> **Exercise**: Which lines in the records below contain the word "negative"? Pull out each such line in full, treating uppercase and lowercase as different.

> **The records**:

****************************************

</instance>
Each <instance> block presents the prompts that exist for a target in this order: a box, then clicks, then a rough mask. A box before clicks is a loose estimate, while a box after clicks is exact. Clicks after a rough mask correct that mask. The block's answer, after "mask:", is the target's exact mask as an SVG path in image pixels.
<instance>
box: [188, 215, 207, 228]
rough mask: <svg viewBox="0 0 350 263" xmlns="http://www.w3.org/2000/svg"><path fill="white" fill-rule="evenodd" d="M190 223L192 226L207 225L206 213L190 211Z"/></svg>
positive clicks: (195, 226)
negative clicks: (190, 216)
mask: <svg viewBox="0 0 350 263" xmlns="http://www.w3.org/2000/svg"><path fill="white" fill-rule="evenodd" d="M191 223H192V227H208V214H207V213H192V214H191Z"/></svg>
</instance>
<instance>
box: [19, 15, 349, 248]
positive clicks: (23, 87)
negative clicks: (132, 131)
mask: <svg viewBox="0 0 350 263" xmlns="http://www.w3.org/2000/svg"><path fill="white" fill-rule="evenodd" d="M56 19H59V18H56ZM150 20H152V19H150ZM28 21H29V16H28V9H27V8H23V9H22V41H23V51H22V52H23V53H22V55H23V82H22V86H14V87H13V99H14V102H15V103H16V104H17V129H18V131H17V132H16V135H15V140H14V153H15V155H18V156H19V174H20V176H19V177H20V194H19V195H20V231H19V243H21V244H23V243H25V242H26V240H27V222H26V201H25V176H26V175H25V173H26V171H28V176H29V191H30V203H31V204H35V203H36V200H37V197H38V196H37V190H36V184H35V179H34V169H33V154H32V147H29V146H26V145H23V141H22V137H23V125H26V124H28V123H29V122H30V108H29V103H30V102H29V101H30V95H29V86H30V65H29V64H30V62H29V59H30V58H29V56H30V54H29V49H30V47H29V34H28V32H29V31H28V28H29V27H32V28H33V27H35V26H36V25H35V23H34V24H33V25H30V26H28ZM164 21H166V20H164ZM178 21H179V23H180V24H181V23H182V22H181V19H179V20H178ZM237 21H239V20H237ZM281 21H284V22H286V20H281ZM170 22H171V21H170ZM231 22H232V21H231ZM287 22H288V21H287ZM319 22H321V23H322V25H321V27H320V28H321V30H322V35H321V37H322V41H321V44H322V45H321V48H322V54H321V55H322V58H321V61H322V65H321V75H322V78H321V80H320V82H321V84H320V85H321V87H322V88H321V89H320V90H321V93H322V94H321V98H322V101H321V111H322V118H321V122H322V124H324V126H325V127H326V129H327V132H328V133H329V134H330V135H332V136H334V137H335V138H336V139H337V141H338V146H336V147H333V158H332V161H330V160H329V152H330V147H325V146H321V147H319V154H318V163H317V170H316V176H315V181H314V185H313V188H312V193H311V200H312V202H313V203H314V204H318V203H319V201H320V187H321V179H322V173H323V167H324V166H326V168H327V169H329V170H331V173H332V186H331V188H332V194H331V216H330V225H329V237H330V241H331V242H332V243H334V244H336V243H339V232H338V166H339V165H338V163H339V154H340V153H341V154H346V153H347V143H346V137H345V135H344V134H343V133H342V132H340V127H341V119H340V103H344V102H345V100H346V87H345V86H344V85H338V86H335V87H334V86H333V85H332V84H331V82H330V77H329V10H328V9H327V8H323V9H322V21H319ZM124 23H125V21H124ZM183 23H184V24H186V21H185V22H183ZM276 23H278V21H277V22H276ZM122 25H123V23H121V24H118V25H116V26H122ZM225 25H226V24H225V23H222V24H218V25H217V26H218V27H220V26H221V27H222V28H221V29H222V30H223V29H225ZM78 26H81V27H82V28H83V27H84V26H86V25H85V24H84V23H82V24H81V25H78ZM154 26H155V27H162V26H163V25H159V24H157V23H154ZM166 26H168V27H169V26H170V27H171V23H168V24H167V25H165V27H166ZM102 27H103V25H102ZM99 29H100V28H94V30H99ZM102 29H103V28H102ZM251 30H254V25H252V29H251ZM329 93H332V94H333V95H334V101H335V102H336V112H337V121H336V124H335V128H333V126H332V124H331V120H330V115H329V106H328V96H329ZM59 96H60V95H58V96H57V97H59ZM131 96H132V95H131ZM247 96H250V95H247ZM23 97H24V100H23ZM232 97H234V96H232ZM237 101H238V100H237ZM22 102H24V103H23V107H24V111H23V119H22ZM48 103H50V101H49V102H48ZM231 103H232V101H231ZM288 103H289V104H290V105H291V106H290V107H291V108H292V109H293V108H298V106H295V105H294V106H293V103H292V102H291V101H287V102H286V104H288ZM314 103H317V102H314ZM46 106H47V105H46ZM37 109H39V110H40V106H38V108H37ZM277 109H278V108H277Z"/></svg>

****************************************

> **Answer area**:
negative clicks: (190, 216)
negative clicks: (132, 131)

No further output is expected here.